Point-per-instance localization data:
* * * *

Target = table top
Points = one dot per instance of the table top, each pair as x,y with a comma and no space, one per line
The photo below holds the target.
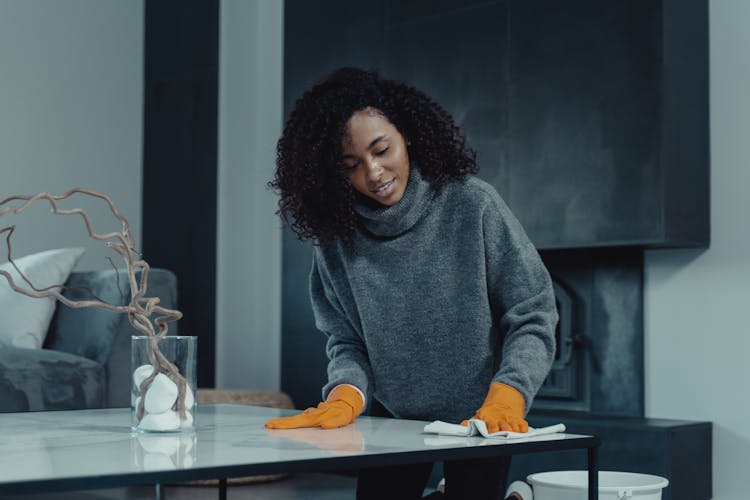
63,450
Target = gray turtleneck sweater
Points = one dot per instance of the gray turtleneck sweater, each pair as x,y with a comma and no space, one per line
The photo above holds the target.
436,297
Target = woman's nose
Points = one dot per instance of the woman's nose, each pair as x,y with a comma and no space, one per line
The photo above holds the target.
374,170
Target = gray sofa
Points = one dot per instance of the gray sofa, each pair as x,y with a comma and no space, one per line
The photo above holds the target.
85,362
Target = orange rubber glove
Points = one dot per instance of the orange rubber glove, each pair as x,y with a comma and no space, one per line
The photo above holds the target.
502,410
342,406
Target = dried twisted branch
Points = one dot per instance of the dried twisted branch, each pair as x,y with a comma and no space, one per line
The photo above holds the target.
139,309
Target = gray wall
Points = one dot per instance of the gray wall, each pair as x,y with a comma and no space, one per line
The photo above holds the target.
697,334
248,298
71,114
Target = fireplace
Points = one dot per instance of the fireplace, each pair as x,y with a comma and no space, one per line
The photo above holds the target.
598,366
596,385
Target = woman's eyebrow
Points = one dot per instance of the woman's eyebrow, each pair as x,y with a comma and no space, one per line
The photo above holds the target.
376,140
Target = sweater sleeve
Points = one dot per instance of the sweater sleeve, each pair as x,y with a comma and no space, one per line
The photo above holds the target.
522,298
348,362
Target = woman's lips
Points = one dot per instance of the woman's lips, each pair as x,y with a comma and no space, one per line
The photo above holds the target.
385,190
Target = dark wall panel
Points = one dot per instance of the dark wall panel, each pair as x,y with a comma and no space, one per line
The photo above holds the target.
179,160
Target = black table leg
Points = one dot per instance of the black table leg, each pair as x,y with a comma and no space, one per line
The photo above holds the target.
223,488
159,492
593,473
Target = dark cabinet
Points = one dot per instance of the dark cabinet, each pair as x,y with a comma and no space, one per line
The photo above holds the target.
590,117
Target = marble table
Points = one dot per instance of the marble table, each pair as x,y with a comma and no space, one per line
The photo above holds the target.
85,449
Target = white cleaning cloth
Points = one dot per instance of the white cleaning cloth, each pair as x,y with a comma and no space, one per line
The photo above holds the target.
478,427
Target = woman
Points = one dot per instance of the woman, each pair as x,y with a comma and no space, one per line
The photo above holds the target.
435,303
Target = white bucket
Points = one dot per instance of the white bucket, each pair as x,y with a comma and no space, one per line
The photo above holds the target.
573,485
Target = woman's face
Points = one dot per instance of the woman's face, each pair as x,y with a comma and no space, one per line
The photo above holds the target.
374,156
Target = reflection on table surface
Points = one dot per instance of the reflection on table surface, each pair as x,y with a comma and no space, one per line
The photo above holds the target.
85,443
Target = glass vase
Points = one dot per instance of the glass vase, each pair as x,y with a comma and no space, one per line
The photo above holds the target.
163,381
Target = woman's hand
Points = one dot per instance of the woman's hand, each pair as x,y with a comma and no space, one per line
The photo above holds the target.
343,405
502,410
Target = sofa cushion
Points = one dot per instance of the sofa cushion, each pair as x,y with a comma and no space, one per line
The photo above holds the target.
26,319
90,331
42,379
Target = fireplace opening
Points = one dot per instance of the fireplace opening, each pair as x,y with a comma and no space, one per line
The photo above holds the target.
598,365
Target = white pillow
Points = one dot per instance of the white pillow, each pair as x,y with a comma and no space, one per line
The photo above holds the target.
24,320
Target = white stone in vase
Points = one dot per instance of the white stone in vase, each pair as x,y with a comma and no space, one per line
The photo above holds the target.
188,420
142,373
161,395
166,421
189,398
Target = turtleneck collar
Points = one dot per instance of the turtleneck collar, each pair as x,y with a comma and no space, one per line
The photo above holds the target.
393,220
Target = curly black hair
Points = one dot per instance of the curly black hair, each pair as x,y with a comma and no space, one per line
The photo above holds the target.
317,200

* * * *

Exercise aim –
Repeat each record verbatim, pictures excluded.

Answer for the task –
Target = table top
Points = one dot per instance of the table top, each pair as x,y with a comma and no space, one per line
The photo below holds the target.
63,450
Target = gray turtleneck sweater
Points = one dot per instance of the gray turtleneck sweater, each pair as x,y with a comma and no space, one per line
The photo above holds the target.
436,297
Target = woman's nose
Points = one dot per instance of the woman's nose, each pair as x,y with a comma and no space, one per line
The photo above holds the target.
374,170
Target = gray sofa
Points = one dot per instance of the gray sofa, each pair as x,y with a comma and no space, one per line
The photo above holds the target.
85,362
Target = orange rubber glove
Points = one dot per instance of the orange rubber glove, each pair as x,y with a comma and no space, one per line
The photo above holds the target.
502,410
342,406
Target = dried twisted branch
Points = one dot per instance of the dried twisted branch, each pair as x,y with a comma and no space, one per line
The photo above holds the target.
139,309
Target = gray wall
Points = one dot per instance of the gray wall, each pair as x,y with a comma and no space, one per line
The photo above holds the target.
697,334
248,298
71,114
Target = fireplace
Points = one dot per instance of the fireplace, each pair as x,y with a comma and no space, one per line
The photo above holds the target.
598,366
596,385
Target = woman's eyebrow
Points = one dot per instance of the woman's eyebrow, each pair as x,y with a comma and no space, one per line
The photo above holds the target.
376,140
Target = sweater sleeve
Points = one dot per instance of the sweater sleeve, each pair as x,y with a comma and no space, one per line
The photo above holds the target.
522,298
348,362
Target = woman's lips
Points = one dot per instance of the woman's lips, each pair as x,y with a comma and no space, one per line
The photo above holds the target.
385,190
Target = dark wall panel
Points = one dot per instance of the dark wall panel, each pair as x,y with a comma and no space, one per line
The photo above holds the target.
179,160
Target = black table leg
Points = one dot per instance of the black table leg, each pair as x,y with a comma and no space, one per line
The photo above holds the target.
223,488
159,492
593,473
Target = dark cabinet
Points = one dot per instance of the dark cabinet, each pair as x,y with a comma and no space, one per line
The photo above holds the target.
590,117
Target = marble table
Points = one dot per instance of the marble table, each pair as x,y with a comma and no space, one per line
The photo above holds the target.
85,449
Target = white cleaning cloth
Points = one dot per instance of the white cleaning cloth, each pair as x,y with a comma and no space, one per line
The photo above holds the target.
478,427
Target = woman
Points = one dot per instance of the woman, each pair as x,y with a comma and no space, one per line
The photo above holds the target.
435,303
Target = white bucket
Points = one dot per instance of the white bucket, each pair as x,y with a comma and no space, one per line
The photo above holds the target.
573,485
Target = woman's face
Points = one dot per instance of the woman's face, each pair as x,y with a comma and no space, one per line
The photo above holds the target.
374,156
Target = reflection on table surface
Points = one dot per instance of the reflection on table surface, each pair as x,y with a comma and no space, one per line
The photo above holds the target.
85,443
Target = glass vase
Points = one dot per instance of the glass vase, each pair as x,y with a comma and no space, one per line
The photo above holds the target.
163,381
Target = woman's hand
Points = one dot per instance of the woman's hand, each pair as x,y with a comma and no space, one per line
The photo above holds the target.
343,405
502,410
Target = sofa cushion
Points = one dot per instance of the sofa cushion, each pair as x,y with a comma and no space, one per line
The photo above holds the target.
26,319
90,331
42,379
Target = fireplace opening
Points = one dot per instance of the fireplace opening, each pair as x,y with a comma and no space, one per line
The photo above holds the target.
598,365
Target = white pillow
Points = one dot per instance of the white pillow, each pair as x,y with a comma and no space, one per line
The photo above holds the target.
24,320
Target = white stone in vase
Points = one dot per instance of the white stone in vase, each pair as x,y with a comma and no space, one per line
The photo above holds the target.
188,420
142,373
161,395
166,421
189,398
Target = turtleneck collar
Points = one dot per instance of the turtleneck collar, each pair as x,y with a comma and no space, one per line
The photo above holds the target.
393,220
Target = curly black hair
Points = one dot per instance of the curly black hair, each pair as x,y with a comma and no space, one per line
The photo above holds the target.
317,200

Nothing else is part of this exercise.